## Travail à faire
[1] Extrayez de l'article sur le 19 septembre 2002 le passage qui commence aux mots « Dans la journée » et s'arrête après les mots « les deux hommes. », sans rien y changer.
[2] D'après l'article sur le 19 septembre 2002, à quelle heure environ a lieu l'arrivée à la résidence du Président de la République ?

## Extrait de page
19 septembre 2002/ La guerre dans la guerre entre Affi N’guessan et Lida Kouassi Moïse (3)
Dans la journée du 19 septembre 2002, le ministre de la Défense Lida Kouassi Moïse prend les choses en main pour défendre l’Etat attaqué. Il le fait surtout en l’absence du Premier ministre Affi N’guessan qui est injoignable et hors d’Abidjan. Le ministre de l’intérieur mort, Lida pare au plus pressé. Mais, il raconte avoir été réprimandé par Affi N’guessan qu’il avait réussi à faire héliporter d’Oumé à Abidjan. Un épisode qui peut expliquer l’inimitié actuelle entre les deux hommes.
« ll est environ 7h 50 du matin, ce jeudi 19 septembre 2002, lorsque j’arrive, sous escorte, à la résidence du Président de la République. L’atmosphère à la résidence du chef de L’Etat ce matin-là est quelque peu tendue et confuse. A l’entrée du premier bâtiment, je suis surpris de retrouver, dans un coin du couloir d’accès au bureau de la Première Dame, mes trois enfants. A côté de la gouvernante qui tient la plus petite dans ses bras, les deux autres sont blottis l’un contre l’autre !

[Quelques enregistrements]

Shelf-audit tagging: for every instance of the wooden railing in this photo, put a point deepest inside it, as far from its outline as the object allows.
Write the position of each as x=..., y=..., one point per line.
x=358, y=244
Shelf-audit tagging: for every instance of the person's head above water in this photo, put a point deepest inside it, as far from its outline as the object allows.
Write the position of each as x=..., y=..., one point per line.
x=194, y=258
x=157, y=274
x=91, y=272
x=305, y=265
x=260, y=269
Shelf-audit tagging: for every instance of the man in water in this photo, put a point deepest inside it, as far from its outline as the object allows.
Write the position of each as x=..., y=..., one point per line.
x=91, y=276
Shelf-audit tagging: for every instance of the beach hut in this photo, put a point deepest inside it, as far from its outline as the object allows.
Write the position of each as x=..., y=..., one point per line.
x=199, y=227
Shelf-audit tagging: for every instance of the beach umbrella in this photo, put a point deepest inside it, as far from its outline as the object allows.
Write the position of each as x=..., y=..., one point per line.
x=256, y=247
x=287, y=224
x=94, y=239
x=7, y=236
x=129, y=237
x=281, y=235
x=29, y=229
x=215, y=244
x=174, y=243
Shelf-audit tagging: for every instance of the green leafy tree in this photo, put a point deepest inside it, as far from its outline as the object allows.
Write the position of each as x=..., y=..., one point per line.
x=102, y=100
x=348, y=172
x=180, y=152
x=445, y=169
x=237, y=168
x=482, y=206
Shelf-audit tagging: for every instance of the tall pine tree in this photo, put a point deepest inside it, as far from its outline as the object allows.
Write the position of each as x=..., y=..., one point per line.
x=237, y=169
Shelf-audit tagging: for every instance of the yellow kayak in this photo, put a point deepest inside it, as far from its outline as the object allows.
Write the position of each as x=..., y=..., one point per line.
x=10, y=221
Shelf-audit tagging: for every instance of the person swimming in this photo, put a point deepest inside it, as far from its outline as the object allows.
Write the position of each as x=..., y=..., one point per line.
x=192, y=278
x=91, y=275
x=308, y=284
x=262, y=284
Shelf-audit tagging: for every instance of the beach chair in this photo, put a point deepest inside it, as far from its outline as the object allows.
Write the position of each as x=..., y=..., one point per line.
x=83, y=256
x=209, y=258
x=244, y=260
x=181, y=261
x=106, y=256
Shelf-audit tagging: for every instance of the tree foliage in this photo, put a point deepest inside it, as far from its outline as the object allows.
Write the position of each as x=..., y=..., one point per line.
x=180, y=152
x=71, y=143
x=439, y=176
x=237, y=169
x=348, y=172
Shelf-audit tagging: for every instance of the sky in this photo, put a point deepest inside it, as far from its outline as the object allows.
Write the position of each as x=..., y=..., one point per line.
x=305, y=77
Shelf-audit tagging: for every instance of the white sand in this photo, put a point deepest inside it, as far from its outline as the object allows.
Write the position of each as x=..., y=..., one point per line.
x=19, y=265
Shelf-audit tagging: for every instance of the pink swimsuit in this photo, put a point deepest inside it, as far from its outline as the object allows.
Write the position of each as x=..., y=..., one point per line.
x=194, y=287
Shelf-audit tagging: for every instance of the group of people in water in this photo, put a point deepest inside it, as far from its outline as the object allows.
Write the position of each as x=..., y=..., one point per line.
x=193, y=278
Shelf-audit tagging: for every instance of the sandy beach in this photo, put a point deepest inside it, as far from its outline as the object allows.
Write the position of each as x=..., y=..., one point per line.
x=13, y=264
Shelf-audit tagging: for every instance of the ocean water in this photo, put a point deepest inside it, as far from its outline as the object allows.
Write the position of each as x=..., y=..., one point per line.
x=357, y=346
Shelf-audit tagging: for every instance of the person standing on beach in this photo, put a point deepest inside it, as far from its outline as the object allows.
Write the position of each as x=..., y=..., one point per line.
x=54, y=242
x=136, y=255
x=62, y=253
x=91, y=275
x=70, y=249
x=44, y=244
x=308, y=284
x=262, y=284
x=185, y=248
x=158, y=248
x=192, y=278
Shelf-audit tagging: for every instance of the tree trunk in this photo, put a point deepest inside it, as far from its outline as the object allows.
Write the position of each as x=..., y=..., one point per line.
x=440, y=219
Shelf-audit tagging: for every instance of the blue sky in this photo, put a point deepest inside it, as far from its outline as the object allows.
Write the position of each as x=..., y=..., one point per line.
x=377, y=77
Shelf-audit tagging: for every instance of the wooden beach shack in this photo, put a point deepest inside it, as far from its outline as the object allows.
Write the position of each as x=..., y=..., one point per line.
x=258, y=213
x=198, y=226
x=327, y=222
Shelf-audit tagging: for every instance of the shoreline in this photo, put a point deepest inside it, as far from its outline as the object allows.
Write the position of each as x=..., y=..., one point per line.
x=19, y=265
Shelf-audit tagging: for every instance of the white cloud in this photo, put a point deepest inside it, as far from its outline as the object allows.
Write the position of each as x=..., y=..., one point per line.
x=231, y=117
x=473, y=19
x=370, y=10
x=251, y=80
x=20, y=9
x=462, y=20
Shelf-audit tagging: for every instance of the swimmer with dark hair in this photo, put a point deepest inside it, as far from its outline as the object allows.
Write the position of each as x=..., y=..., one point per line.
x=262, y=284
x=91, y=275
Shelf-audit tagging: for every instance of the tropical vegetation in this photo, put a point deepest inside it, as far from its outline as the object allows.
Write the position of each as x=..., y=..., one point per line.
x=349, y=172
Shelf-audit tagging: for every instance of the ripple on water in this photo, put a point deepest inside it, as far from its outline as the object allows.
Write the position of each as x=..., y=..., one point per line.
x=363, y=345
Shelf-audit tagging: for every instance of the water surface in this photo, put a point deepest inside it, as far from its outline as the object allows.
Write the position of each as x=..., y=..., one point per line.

## Réponses attendues
[1]
Dans la journée du 19 septembre 2002, le ministre de la Défense Lida Kouassi Moïse prend les choses en main pour défendre l’Etat attaqué. Il le fait surtout en l’absence du Premier ministre Affi N’guessan qui est injoignable et hors d’Abidjan. Le ministre de l’intérieur mort, Lida pare au plus pressé. Mais, il raconte avoir été réprimandé par Affi N’guessan qu’il avait réussi à faire héliporter d’Oumé à Abidjan. Un épisode qui peut expliquer l’inimitié actuelle entre les deux hommes.

[2] Vers 7 h 50 du matin.